*** Source data ***

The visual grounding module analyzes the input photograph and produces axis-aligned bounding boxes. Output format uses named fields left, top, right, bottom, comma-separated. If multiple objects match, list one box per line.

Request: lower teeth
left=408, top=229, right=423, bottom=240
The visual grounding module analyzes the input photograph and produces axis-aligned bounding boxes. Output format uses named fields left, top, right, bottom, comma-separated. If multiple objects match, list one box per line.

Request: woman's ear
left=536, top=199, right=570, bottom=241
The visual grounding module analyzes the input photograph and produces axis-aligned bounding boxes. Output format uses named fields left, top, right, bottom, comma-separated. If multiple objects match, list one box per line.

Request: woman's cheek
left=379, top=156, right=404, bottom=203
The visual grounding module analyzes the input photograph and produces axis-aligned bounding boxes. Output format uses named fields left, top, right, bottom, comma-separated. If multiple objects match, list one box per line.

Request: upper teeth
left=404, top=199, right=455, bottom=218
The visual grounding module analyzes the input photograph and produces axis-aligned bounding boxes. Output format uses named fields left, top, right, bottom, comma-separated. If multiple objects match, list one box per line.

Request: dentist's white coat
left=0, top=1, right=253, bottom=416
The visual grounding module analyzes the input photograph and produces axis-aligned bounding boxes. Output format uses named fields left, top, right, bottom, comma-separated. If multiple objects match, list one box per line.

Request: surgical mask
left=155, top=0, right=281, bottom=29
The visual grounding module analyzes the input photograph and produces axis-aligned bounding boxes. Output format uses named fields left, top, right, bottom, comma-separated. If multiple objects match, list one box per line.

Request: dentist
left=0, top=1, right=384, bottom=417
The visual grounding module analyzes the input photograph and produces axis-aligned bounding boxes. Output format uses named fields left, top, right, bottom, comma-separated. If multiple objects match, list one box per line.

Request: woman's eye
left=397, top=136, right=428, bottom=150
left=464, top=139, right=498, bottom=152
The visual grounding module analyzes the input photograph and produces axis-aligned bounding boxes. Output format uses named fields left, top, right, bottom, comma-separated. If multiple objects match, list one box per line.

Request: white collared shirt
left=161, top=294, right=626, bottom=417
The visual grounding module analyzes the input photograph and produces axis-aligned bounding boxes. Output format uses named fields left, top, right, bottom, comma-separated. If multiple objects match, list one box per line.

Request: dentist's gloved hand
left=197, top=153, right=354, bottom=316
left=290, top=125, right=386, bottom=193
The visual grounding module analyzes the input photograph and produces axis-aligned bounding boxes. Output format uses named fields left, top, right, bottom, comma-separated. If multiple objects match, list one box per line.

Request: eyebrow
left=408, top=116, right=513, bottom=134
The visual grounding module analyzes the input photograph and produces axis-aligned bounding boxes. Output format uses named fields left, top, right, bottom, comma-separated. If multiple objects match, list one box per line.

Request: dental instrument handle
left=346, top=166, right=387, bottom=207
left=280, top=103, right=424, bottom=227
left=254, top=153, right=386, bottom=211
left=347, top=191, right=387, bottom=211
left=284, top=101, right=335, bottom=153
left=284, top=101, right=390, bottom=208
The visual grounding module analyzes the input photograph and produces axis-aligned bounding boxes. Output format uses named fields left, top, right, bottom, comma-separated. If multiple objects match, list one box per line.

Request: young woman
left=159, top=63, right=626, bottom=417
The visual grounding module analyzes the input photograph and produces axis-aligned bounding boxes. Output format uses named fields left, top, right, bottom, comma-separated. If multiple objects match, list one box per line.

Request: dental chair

***

Your goal:
All lines in the material are to be returned exactly.

Exercise answer:
The visual grounding module analyzes the input photograph and produces axis-aligned bounding boxes. Output format uses named fields left, top, right, bottom, comma-separated. If multiple objects match, list one box per line.

Request: lower teeth
left=408, top=229, right=423, bottom=240
The visual grounding module analyzes the input photograph and produces axis-aligned bounding boxes. Output format uses named fields left, top, right, bottom, comma-separated. If multiple objects match, list one box per line.

Request: woman's ear
left=536, top=199, right=570, bottom=241
The visual grounding module analyzes the input photograph and produces axis-aligned bounding boxes. Output format uses named fields left, top, right, bottom, comma-separated. If multiple objects match, list one box per line.

Request: woman's cheek
left=379, top=156, right=404, bottom=203
The visual grounding module analyzes the input photograph and produces axis-aligned bounding boxes. Output format uses named fields left, top, right, bottom, comma-separated. If multiple objects match, list one box per line.

Request: upper teeth
left=404, top=199, right=455, bottom=218
The visual grounding module analyzes the input photograph and produces axis-aligned bounding boxes. Output format uses named fields left, top, right, bottom, comma-separated. If multiple objects match, list one box per line.

Request: dentist's white coat
left=0, top=1, right=253, bottom=416
The visual grounding module analyzes the input photograph and produces axis-aligned bounding boxes. Output format uses named fields left, top, right, bottom, comma-separated. If multiple objects match, list one box per line.

Request: surgical mask
left=155, top=0, right=281, bottom=29
The visual grounding module analyzes the input photograph and produces axis-aligned bounding boxes. Output format uses named fields left, top, right, bottom, comma-separated. If multiple objects match, list one box per line.

Request: dentist
left=0, top=1, right=384, bottom=417
The visual grounding module analyzes the input photograph and produces axis-aligned bounding boxes. Output format uses named fields left, top, right, bottom, comma-separated. If multiple objects match, list one box per line.

Request: woman's eye
left=397, top=136, right=428, bottom=150
left=464, top=139, right=498, bottom=152
The visual grounding module analyzes the input photograph and produces axis-aligned bounding boxes. Output format uses named fields left, top, right, bottom, comma-separated. If multiple objects match, list one box per line.

Request: white collared shirt
left=161, top=294, right=626, bottom=417
The visual grounding module analyzes the input photograph and produces axis-aligned bounding boxes. Output format uses named fields left, top, right, bottom, comma-separated. If multiple objects match, list one box per line.

Request: dentist's gloved hand
left=197, top=153, right=354, bottom=316
left=290, top=125, right=386, bottom=193
The visual grounding module analyzes the input photograph and produces axis-aligned bounding boxes. Output format uses named fields left, top, right, bottom, comma-separated. If multiple objects match, list one box per line.

Request: eyebrow
left=408, top=116, right=513, bottom=134
The visual grounding module analyzes the input photograph and produces axis-aligned bounding boxes. Output format uses named fields left, top, right, bottom, comma-separated. If multiple objects match, list one box per line.

Request: dental instrument handle
left=346, top=166, right=387, bottom=207
left=280, top=103, right=424, bottom=227
left=254, top=153, right=386, bottom=211
left=347, top=191, right=387, bottom=211
left=284, top=101, right=335, bottom=153
left=284, top=101, right=390, bottom=208
The visual grounding module analyzes the input photograph and produces axis-aligned bounding boxes. Output format uses named fields left, top, right, bottom, comma-separated. If multiple objects match, list one box per line.

Request: young woman
left=159, top=63, right=626, bottom=417
The visual grounding module analyzes the input photograph and produces axis-aligned bounding boxes. Output format uses named fields left, top, right, bottom, comma-separated. If multiple objects match, list one box per line.

Request: dental chair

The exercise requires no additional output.